> GIVEN DATA
::::

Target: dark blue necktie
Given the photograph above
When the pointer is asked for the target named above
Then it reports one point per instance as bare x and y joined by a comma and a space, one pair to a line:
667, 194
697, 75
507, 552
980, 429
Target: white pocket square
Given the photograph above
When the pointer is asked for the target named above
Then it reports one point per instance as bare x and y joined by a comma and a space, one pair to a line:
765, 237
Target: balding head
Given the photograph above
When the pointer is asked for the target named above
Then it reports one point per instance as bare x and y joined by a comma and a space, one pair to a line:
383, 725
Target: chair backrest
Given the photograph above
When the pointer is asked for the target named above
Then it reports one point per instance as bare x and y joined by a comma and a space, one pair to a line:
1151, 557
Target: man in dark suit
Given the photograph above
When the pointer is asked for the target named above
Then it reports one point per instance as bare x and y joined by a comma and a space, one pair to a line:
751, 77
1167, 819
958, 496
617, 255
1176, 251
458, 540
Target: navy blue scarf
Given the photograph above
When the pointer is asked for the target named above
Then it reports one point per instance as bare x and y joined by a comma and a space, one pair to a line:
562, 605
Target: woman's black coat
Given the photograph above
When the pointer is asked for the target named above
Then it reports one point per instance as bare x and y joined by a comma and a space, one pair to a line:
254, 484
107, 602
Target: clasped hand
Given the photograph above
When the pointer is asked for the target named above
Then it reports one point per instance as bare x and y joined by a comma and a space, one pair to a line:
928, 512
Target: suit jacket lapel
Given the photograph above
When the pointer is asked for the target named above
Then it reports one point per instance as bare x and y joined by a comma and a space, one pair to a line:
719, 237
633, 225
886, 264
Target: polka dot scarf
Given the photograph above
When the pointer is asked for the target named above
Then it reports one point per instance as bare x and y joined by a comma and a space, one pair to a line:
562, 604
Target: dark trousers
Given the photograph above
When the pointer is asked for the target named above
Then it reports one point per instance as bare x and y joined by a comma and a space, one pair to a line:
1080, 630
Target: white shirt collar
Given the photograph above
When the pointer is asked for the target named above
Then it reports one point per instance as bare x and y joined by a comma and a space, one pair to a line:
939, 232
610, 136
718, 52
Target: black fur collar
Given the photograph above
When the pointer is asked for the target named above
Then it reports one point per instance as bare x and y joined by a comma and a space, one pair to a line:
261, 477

::::

> SET PROBLEM
Arrange every line of the data above as a numbered list, leaving out any blank lines.

> TASK RESPONSE
1. Target: dark blue necktie
2. Given the photograph above
3. When the pointer is asked for the target named above
4. Then it reports one point per instance as bare x and y joined by a comma and a space, one pair to a line:
5. 667, 194
6. 697, 75
7. 507, 552
8. 980, 429
9. Target: white pocket square
10. Given the photograph above
11. When the pointer is asked for the target named above
12. Then it reports one point per instance as bare x and y joined by a comma and a space, one pair to a line:
13. 765, 237
14. Target: balding head
15. Given the photograph above
16. When the pointer is asked for the target named above
17. Then it reports one point per instance as bare x and y joined by a comma and a space, one pair to a line:
18. 383, 725
19. Target: chair backrest
20. Given the photograph above
21. When the pointer is asked for the target named above
22. Then it reports one point per instance as bare x and y joined by a comma and a space, one pair to a line:
23. 1151, 557
24. Target: man in dark suit
25. Given the photograph above
26. When the pointer is asked for the target named above
27. Then it reports one point per instance as bare x and y joined by a comma and a space, one pair to a line:
28. 751, 77
29. 1167, 819
30. 958, 496
31. 617, 255
32. 1176, 251
33. 458, 540
34. Target: navy blue scarf
35. Given the photograph above
36. When the pointer is asked for the target named above
37. Then it reports one point per instance as bare x and y joined by a comma and a space, one pair to a line:
38. 562, 605
39. Target: woman's black coat
40. Given the photograph above
41. When the pointer is asked for the target named above
42. Then it reports one point per instance as bare x and y joined by a comma and a space, one pair to a line:
43. 254, 484
44. 107, 602
45. Target: clasped hand
46. Given the photograph above
47. When the pointer is asked for the target named above
48. Then it reports one point per instance as bare x and y joined by a comma and a space, one pair to a line:
49. 928, 512
50. Target: suit jacket lapel
51. Given the photograph above
52. When the pointer is asked for the target named above
53. Then it reports one point per instance as bare x and y joined by a comma and a space, one pair to a line:
54. 719, 237
55. 633, 225
56. 886, 264
57. Target: polka dot scarf
58. Given the photograph above
59. When the pointer is asked for the target named above
60. Then it reports one point per instance as bare x and y joined by a comma and a space, one pair to a line:
61. 562, 604
62. Target: dark trousers
63. Given the photograph above
64. When the pointer is asked for the target named above
65. Then it reports one point per instance as bare x and y joined by a comma and a space, one pair to a line:
66. 1080, 630
67. Target: white shirt collar
68. Given the photograph above
69. When the pointer is asked for the target named above
70. Then it reports one point per instance as bare x and y joined by a comma and a space, one pair to a line:
71. 939, 232
72. 610, 136
73. 718, 52
74. Target: black fur collar
75. Given the photograph above
76. When the pointer is asked for the target named above
77. Then it reports one point per instance as bare x and y joined by a comma and a space, one pair to a line:
78. 261, 477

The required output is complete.